### AIM
Every entry that follows should be reproduced exactly.

### DATA

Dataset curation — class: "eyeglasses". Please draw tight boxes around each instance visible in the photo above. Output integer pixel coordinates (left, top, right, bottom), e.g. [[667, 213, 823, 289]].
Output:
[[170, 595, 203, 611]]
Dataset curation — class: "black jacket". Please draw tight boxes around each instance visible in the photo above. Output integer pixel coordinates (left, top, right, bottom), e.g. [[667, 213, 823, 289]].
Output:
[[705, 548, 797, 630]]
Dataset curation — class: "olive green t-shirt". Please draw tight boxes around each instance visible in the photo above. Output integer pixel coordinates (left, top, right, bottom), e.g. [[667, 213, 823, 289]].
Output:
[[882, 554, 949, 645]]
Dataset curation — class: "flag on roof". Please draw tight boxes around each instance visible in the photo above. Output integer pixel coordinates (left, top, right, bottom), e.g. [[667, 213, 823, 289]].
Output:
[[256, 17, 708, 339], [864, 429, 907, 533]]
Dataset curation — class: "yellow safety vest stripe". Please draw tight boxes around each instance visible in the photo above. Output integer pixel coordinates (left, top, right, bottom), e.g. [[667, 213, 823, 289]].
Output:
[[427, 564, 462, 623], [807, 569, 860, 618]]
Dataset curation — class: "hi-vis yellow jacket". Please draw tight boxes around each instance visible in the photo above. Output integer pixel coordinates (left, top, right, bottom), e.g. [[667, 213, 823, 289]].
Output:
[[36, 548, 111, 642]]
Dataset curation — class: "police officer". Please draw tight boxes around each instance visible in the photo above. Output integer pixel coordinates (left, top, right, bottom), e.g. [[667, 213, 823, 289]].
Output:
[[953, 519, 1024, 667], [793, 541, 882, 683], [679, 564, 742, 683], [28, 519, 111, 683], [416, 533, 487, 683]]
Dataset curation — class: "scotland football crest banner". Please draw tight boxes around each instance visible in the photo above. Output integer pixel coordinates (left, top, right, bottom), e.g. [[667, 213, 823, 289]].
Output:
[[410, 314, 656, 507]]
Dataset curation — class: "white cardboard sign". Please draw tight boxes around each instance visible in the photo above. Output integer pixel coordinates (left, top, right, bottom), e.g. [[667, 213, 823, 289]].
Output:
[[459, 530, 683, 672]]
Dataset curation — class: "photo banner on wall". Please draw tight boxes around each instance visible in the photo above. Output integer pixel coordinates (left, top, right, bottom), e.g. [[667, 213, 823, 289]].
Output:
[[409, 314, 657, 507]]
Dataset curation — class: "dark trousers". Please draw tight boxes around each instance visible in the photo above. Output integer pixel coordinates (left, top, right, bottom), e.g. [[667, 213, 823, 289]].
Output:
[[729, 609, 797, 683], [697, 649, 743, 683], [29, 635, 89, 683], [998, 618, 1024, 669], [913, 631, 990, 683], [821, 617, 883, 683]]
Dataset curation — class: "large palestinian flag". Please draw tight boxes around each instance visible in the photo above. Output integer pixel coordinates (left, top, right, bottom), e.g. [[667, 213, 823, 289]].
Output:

### ANSWER TO THIS PROBLEM
Dataset curation — class: "eyeglasses". Please draw tight boxes around each instance visible in the photo above. Output integer pixel coordinates (left, top, right, bottom), e.g. [[667, 213, 823, 289]].
Output:
[[170, 595, 203, 611]]
Dataset curation — class: "black jacket". Please draw tight boxes around each instance visible in the photo above. Output integer pixel coordinates (left, top, right, bottom), e.g. [[667, 213, 823, 289]].
Output:
[[705, 548, 797, 630]]
Dataset curation — class: "olive green t-shirt". Please draw tight boxes around each instance visible in the photo above. Output integer pixel coordinates (left, top, right, bottom), e.g. [[667, 213, 823, 289]].
Output:
[[882, 554, 949, 645]]
Dataset curation — class: "flag on roof". Please draw tight boxes around each instance visible in the photo above. Output integer pixel coordinates (left, top, right, bottom), e.g. [[667, 213, 823, 289]].
Output:
[[256, 17, 708, 339], [864, 429, 907, 533]]
Dataset curation — class: "yellow safety vest stripe". Please draw tight boxes around each instance visible in the photo above. Output integer pixel coordinates (left, top, right, bottom), e.g. [[667, 213, 823, 289]].
Output:
[[427, 564, 462, 623], [807, 569, 860, 618]]
Dataset curation — class: "hi-vis yellow jacket". Please draw tight boxes around each instance visible in the photo above. Output integer pixel coordinates (left, top, right, bottom), e.g. [[667, 213, 823, 289]].
Output:
[[36, 548, 111, 642]]
Dataset curation — class: "police officer". Please draw tight boxes around each instance visible in the photo above. Output integer pixel coordinates (left, top, right, bottom), e.g. [[667, 213, 823, 289]].
Output:
[[953, 519, 1024, 667], [793, 541, 882, 683], [679, 564, 742, 683], [28, 519, 111, 683], [416, 533, 487, 683]]
Dataset curation — class: "scotland football crest banner". Please draw tight boxes around each instance visible in the photo above. Output integer pixel coordinates (left, top, right, bottom), e.g. [[667, 213, 823, 289]].
Output:
[[410, 314, 656, 507]]
Dataset curation — class: "white cardboard sign". Please draw tight boxes around each instance visible in the photo above. Output integer pixel coordinates (left, top, right, bottom), e.g. [[667, 213, 823, 289]].
Output:
[[459, 530, 683, 672]]
Dataset curation — class: "photo banner on wall". Please draw tight boxes around each instance visible in the photo above. Output integer pixel coordinates (left, top, right, bottom), e.g. [[667, 213, 823, 289]].
Output:
[[409, 314, 657, 507]]
Dataset curation — class: "dark trousers". Please draw tight boxes around each instance visible in the photo above. Output integer pixel coordinates (left, top, right, bottom), e.g. [[667, 213, 823, 289]].
Output:
[[729, 609, 797, 683], [697, 649, 743, 683], [29, 635, 89, 683], [998, 618, 1024, 669], [913, 631, 990, 683], [821, 617, 883, 683]]
Dataset curation — class: "large palestinian flag". Please draw tight boxes around each instance visible in the photo above. Output integer pixel coordinates (left, top, right, bottom), e.g. [[667, 213, 823, 289]].
Output:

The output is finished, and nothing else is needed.